___ INPUT MATERIAL

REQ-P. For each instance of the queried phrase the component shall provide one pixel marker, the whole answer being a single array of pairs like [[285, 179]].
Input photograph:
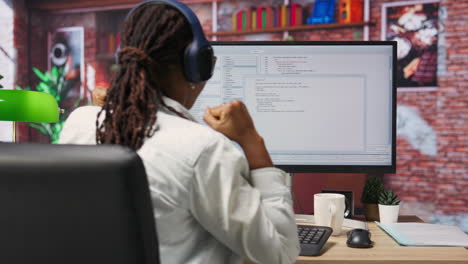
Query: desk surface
[[385, 250]]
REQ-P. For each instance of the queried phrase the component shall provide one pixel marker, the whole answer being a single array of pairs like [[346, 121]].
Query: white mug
[[329, 210]]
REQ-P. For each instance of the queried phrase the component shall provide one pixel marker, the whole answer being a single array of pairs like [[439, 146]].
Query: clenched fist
[[233, 120]]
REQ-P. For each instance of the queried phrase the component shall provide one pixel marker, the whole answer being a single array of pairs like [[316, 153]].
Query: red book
[[299, 15], [269, 17], [280, 16], [248, 13], [259, 17], [239, 20], [117, 40], [293, 17]]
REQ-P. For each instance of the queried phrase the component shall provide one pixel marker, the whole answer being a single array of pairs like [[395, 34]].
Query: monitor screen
[[320, 106]]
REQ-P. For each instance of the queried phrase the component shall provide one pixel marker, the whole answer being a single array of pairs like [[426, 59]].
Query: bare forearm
[[256, 152]]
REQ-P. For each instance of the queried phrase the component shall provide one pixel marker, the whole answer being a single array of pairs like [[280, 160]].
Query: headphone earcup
[[198, 62]]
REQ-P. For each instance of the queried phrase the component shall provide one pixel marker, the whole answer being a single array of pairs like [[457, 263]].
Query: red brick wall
[[438, 184], [452, 115], [442, 179]]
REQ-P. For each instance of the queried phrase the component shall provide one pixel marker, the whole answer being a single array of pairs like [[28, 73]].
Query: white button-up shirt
[[209, 207]]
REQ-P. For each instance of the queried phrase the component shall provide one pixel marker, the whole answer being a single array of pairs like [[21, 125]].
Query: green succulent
[[53, 83], [372, 189], [388, 197]]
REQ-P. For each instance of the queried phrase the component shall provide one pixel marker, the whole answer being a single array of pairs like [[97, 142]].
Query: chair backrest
[[63, 204]]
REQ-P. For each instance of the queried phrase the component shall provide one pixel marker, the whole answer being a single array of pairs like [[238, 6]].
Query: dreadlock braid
[[153, 37]]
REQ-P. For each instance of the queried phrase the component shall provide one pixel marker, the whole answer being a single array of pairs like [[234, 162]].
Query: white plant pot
[[388, 213]]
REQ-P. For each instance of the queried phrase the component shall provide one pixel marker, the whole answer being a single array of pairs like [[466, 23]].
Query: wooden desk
[[385, 250]]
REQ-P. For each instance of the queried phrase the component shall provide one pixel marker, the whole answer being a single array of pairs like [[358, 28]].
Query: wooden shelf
[[94, 4], [294, 28]]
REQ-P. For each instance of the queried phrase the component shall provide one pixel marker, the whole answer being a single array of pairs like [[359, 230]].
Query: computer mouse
[[359, 238]]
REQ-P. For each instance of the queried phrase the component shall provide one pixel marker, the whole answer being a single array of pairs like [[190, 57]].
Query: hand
[[233, 120]]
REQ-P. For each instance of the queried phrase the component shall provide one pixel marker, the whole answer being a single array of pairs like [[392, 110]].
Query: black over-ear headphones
[[198, 55]]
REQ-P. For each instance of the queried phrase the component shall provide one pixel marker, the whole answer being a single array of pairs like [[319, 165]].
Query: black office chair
[[66, 204]]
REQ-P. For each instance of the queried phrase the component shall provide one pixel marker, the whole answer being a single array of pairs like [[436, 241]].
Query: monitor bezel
[[337, 168]]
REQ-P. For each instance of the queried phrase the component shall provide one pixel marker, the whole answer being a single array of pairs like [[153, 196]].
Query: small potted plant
[[370, 197], [389, 205]]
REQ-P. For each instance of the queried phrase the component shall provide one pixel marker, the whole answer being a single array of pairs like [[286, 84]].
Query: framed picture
[[66, 51], [66, 81], [414, 25]]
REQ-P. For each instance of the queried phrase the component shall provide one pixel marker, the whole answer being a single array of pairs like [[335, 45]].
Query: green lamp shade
[[28, 106]]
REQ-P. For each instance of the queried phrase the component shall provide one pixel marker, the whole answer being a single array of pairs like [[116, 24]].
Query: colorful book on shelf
[[239, 20], [111, 47], [275, 16], [244, 20], [264, 18], [284, 15], [254, 18], [117, 40], [299, 15], [248, 22], [269, 15], [296, 15], [259, 16], [234, 21]]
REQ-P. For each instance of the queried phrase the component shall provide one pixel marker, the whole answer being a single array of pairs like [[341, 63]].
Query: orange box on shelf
[[350, 11]]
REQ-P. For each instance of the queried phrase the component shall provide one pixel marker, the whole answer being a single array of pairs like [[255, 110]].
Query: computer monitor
[[74, 204], [320, 106]]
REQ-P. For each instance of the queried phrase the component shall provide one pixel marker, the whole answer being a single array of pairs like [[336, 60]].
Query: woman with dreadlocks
[[212, 204]]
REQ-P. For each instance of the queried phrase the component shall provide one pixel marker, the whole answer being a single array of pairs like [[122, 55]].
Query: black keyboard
[[312, 238]]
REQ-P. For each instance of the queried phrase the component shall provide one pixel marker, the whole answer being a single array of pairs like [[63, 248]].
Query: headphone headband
[[181, 7], [198, 56]]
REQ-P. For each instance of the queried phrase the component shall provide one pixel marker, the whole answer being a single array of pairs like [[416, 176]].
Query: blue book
[[323, 12]]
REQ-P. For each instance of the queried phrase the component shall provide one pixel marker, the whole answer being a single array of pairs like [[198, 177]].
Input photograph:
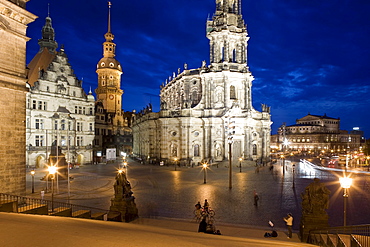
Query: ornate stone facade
[[316, 134], [14, 19], [203, 108], [112, 123], [58, 109]]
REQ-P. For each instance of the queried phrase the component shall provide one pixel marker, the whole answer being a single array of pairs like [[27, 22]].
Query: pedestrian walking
[[256, 198], [42, 195], [202, 225], [206, 205], [289, 222]]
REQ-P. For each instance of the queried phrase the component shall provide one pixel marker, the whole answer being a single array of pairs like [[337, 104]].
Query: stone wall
[[13, 25]]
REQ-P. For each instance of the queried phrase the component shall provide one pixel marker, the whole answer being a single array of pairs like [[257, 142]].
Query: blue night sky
[[306, 56]]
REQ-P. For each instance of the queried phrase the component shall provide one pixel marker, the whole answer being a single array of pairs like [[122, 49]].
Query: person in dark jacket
[[202, 226]]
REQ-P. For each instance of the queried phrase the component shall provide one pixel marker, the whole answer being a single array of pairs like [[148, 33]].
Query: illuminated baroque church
[[202, 110]]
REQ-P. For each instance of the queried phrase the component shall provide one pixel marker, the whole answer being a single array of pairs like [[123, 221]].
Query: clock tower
[[109, 72]]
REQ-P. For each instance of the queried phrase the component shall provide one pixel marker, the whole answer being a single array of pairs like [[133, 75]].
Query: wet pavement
[[162, 192]]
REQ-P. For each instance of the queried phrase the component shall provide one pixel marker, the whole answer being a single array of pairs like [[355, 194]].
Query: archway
[[80, 159], [40, 161]]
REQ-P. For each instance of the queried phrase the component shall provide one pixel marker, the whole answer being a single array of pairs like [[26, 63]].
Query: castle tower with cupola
[[109, 75], [111, 124]]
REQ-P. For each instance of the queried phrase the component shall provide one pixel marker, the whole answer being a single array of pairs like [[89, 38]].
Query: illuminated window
[[232, 92], [39, 141], [254, 149], [196, 150]]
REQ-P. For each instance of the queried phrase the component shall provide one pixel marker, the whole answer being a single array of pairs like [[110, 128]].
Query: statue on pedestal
[[123, 205], [315, 201]]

______

- THE PROBLEM
Rewrite every line of the records above, changing "pixel marker" to "point marker" throughout and keeping everything else the same. Leave out the pictures.

- EXERCISE RESULT
REQ-P. For each instance of the queried phrase the component shall provide one point marker, the whole answer being a single array of pairs like [[285, 179]].
Input photograph:
Query: desk surface
[[385, 250]]
REQ-P. For each instance of the queried phrase the component shall provide one point marker, the whole answer being a single array of pairs like [[346, 121]].
Query: white mug
[[329, 210]]
REQ-P. For each instance of the queried phrase the component shall provide one point marker, the whole answer being a single array of pairs like [[439, 146]].
Query: clenched fist
[[233, 120]]
REQ-P. For each instance of the queried phrase the component shall provide one point marker, the whole answer being a single array of pairs like [[316, 153]].
Query: red book
[[299, 15], [269, 17], [280, 16], [248, 13], [259, 17], [239, 20], [117, 40], [293, 17]]
REQ-P. For each instance of the queried phrase the component shall provide one point marker, the whole answer being a single array of pairs like [[395, 34]].
Query: monitor screen
[[320, 106]]
REQ-P. For each instance of the queried phrase the component shall provide one point marker, the whole answer being a single array of pairs like [[426, 59]].
Query: bare forearm
[[256, 152]]
REQ-P. For each instance of the queried phrase the component shall provide one point marker, the whole answer being a single array of pairs like [[280, 160]].
Query: headphone earcup
[[198, 62]]
REQ-P. For each instance of the queried phrase the component shall provide one point marker, the whole answer being a single array of pairs like [[457, 263]].
Query: red brick wall
[[438, 184], [452, 115], [442, 179]]
REQ-P. For each instance of the queried phrase the component shall provide one point marker, the whole answer being a single array of pairs like [[28, 73]].
Query: white button-up shirt
[[209, 207]]
REQ-P. For each instance of the queried phrase the component shall provide one point marker, the whole answer being a single array of pairs like [[21, 125]].
Query: green succulent
[[53, 83], [372, 189], [388, 197]]
REQ-P. For each instance of the queried phrase the component shall provide one point marker, the whole answer being a single array of pairs like [[97, 142]].
Query: chair backrest
[[63, 204]]
REQ-P. For each instance of the queried phrase the component shall provide one point marker, the whole answer being a single array of pairs like [[238, 6]].
Query: dreadlock braid
[[153, 37]]
REQ-P. For each instance of the queried phrase the component shall provide one point marker, the whole answer being a single array of pairs like [[234, 162]].
Query: white plant pot
[[388, 213]]
REQ-P. For each instance of the queried phrase the component shall provide one point marker, the whole answer being a single array of pairs like [[466, 23]].
Query: wooden desk
[[385, 250]]
REQ-P. For each instance of the queried phrase the component shall provide one point marker, the whole answer being a single array of pairs like [[358, 28]].
Query: wooden shelf
[[94, 4], [294, 28]]
REQ-P. For each instance of the queried phrase the component shall provide one point marker, the whole answer being a single array of pairs like [[359, 230]].
Query: computer mouse
[[359, 238]]
REQ-P. For each instance of the queried phrase the component shall provide one point marker, the whole answer being a single array of pairs like [[190, 57]].
Query: hand
[[233, 120]]
REQ-P. For each instance of the queried phrase the component shall provide one point marker, the whole answer being a single array of pairs like [[392, 110]].
Query: black over-ear headphones
[[198, 55]]
REQ-P. For each instance of the queried phrase the component shall provide one point marker, the whole answer being a single array of pairs like [[319, 165]].
Query: black office chair
[[66, 204]]
REQ-P. For each instance of the queried phrase the component shall provide one point marker, the whole answer being a single array of pairs like [[436, 241]].
Query: monitor bezel
[[337, 168]]
REQ-P. For each instance of the queried phrase the component shall provide one point marker, the whole answer being a single array of pairs like [[153, 196]].
Query: small potted plant
[[370, 197], [389, 205]]
REQ-P. For each instance of the queried phrase the component shall provide one point marker, the whole answer being a single array of pairs like [[286, 84]].
Query: framed picture
[[66, 51], [66, 81], [414, 25]]
REQ-P. For each instance of the queried phrase the component shall provide one point marker, the whole answer being a single array of pairs like [[335, 45]].
Query: green lamp shade
[[28, 106]]
REQ-P. For each instance of the queried phrase the component shall provide one point marker, the whole answer being a single array of pairs like [[116, 24]].
Query: colorful book on shelf
[[239, 20], [111, 47], [275, 16], [244, 20], [264, 18], [284, 15], [254, 18], [117, 40], [299, 15], [248, 22], [269, 15], [296, 15], [259, 16], [234, 21]]
REQ-P. For each instance of the queried phrase the component shall provide one point marker, the whole answer being a single array of pairs like [[341, 63]].
Query: orange box on shelf
[[350, 11]]
REQ-P. For each instance of the queried phrase the component shall provide one point marker, the whole answer being a single array of pairs like [[255, 110]].
Query: computer monitor
[[74, 204], [320, 106]]
REQ-P. For each instance of the queried phrase the component shall provide one point marker, the whole answer being a single array of pairs like [[336, 60]].
Query: woman with dreadlocks
[[212, 204]]
REQ-P. For each instance of the queried phrase the component shall provide one point marker, the whole answer being a single array of pairs like [[122, 55]].
Query: black keyboard
[[312, 238]]
REQ-P. For each instance of the queried phrase the component shall provide one point marker, the whole answer being a single array of pairs like [[63, 248]].
Query: headphone headband
[[181, 7], [198, 56]]
REQ-P. For each instance of the queried phrase the component shall provide one point marker, the whole answer being a single array of pairs like [[416, 176]].
Query: blue book
[[323, 12]]
REQ-P. For each instance of the queried phrase the component shall provide one point marker, the whole answer being a single array of pairs like [[198, 177]].
Input photograph:
Query: ornate stone facade
[[316, 134], [14, 19], [203, 108], [112, 123], [58, 109]]
REQ-P. For each instance of the queried phrase the component shall provide one point marker, the whole answer being a single array of pairs like [[27, 22]].
Query: pedestrian walking
[[256, 198], [42, 195], [202, 225], [206, 205], [289, 222]]
REQ-P. For each instance of the queried phrase the component shall provide one point marker, the whole answer being a single array of pairs like [[337, 104]].
Query: stone wall
[[13, 25]]
REQ-P. For each instance of the queried phrase the component shall provide one point marker, the whole answer being a single array of pairs like [[257, 142]].
Query: blue night sky
[[306, 56]]
REQ-P. For each instance of the queried phrase the component shall provide one point marker, the whole answer being a single array of pairs like [[122, 49]].
Query: person in dark jacket
[[202, 226]]
REQ-P. For each instance of the queried phrase the component shall provide one point marker, the whole answer being a single array of pairs like [[148, 33]].
Query: illuminated baroque church
[[202, 110]]
REQ-P. For each instance of the queried phrase the component shall provide one point marker, the whole answer being a single array of pairs like [[123, 221]].
Query: clock tower
[[109, 72]]
REQ-P. For each instance of the queried phrase the component shall provide one point marker, the whole answer being a single array of pairs like [[133, 75]].
Query: wet pavement
[[162, 192]]
REQ-P. For each instance of the queried phrase the component shall provide one point marker, the whole answer being a single array of pairs like [[355, 194]].
Query: archway
[[80, 159], [40, 161]]
REQ-P. For each instance of the queried phrase the component shall provide one point marker, the whole answer being a single array of pairs like [[26, 63]].
Query: castle tower with cupola
[[109, 75], [111, 124]]
REQ-P. For each instance of the queried phrase the component shall provide one point marker, the whole answer being a single array of pairs like [[89, 38]].
Query: illuminated window
[[232, 92], [39, 141], [254, 149], [196, 150]]
REQ-P. For each instance of the queried phrase the component shall provide one point marker, the whole answer being a single array of pairs like [[110, 128]].
Query: statue on pedestal
[[123, 205], [315, 201]]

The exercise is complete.